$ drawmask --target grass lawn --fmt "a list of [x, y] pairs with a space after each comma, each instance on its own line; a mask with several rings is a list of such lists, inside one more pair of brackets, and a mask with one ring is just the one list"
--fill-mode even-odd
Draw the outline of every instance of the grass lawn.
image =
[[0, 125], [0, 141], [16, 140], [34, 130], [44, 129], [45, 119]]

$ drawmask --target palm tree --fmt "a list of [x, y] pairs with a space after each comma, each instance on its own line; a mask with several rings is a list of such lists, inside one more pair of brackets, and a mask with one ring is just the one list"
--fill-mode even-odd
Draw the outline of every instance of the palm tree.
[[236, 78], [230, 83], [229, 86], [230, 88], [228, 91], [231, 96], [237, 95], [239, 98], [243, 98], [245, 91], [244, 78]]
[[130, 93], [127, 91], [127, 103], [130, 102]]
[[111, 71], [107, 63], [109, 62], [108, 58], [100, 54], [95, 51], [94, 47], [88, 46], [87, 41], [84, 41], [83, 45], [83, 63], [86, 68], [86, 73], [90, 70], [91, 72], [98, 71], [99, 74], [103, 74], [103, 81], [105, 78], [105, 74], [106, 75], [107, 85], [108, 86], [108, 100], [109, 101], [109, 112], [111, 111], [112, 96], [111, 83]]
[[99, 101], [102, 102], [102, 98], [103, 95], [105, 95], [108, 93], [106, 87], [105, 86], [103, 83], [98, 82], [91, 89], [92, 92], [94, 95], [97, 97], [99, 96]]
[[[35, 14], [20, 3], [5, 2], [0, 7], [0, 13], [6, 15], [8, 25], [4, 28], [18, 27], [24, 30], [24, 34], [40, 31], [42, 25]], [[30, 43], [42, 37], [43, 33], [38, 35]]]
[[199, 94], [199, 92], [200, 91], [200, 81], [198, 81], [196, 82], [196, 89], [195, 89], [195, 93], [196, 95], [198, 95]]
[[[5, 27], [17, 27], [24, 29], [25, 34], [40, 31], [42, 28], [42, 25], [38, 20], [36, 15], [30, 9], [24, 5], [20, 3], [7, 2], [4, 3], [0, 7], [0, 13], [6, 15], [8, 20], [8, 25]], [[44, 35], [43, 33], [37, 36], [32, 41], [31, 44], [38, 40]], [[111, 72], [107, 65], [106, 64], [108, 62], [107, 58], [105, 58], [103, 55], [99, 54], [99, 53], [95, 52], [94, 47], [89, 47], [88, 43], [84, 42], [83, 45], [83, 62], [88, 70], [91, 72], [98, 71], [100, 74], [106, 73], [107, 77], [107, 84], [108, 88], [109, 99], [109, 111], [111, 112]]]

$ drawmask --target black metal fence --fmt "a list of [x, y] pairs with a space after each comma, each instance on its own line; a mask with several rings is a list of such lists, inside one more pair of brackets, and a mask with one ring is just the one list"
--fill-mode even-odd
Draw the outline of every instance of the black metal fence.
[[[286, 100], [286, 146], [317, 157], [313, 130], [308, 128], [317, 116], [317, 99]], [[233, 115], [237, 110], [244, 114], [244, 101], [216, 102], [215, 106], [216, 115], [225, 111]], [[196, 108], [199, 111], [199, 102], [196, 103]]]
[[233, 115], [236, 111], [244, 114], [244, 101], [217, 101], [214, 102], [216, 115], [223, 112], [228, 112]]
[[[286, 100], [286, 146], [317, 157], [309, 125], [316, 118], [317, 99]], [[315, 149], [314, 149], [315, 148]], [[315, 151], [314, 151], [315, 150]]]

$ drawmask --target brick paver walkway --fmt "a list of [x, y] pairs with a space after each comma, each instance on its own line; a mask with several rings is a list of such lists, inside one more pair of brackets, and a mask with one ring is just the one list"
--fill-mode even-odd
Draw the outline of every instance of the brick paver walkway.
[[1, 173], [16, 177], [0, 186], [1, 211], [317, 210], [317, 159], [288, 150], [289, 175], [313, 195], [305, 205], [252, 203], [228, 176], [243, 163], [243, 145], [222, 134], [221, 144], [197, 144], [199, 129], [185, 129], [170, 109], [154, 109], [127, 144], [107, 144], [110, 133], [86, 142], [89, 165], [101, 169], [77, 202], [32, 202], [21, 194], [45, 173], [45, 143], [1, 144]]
──────
- [Job]: Return, word for word, each line from the line that contains "drawmask --target black" to the end of the listing above; include both end lines and nothing else.

- [Task answer]:
$ drawmask --target black metal fence --fmt "a list of [x, y] pairs with a space after each comma, each instance on its own line; a mask with several rings is a list of such lists, inside one more pair of brackets, and a mask with one ring is just the one list"
--fill-mode even-odd
Draw the outline of every instance of the black metal fence.
[[[286, 100], [286, 146], [317, 157], [313, 130], [308, 128], [317, 116], [317, 99]], [[233, 115], [237, 110], [244, 114], [244, 101], [216, 102], [215, 106], [216, 115], [225, 111]], [[196, 108], [199, 111], [199, 102], [196, 103]]]
[[233, 115], [236, 111], [244, 114], [244, 101], [217, 101], [214, 102], [216, 115], [223, 112], [228, 112]]
[[[286, 100], [286, 146], [317, 157], [309, 125], [316, 118], [317, 99]], [[315, 149], [314, 149], [315, 148]], [[315, 151], [314, 151], [315, 150]]]

$ drawmask --target brick paver walkway --fmt "a list of [x, y] pairs with a space after each comma, each instance on its own line; a mask with several rings is a list of such lists, inside one more pair of brackets, and a mask with one ring is just the one list"
--fill-mode even-odd
Draw the outline of every instance of the brick paver walkway.
[[1, 173], [16, 177], [0, 186], [1, 211], [317, 210], [317, 159], [288, 150], [289, 175], [313, 195], [305, 205], [252, 203], [228, 176], [243, 163], [243, 145], [222, 134], [221, 144], [197, 144], [199, 129], [185, 129], [170, 109], [154, 109], [127, 144], [107, 144], [110, 133], [86, 142], [89, 165], [101, 169], [77, 202], [32, 202], [21, 194], [45, 173], [45, 143], [1, 144]]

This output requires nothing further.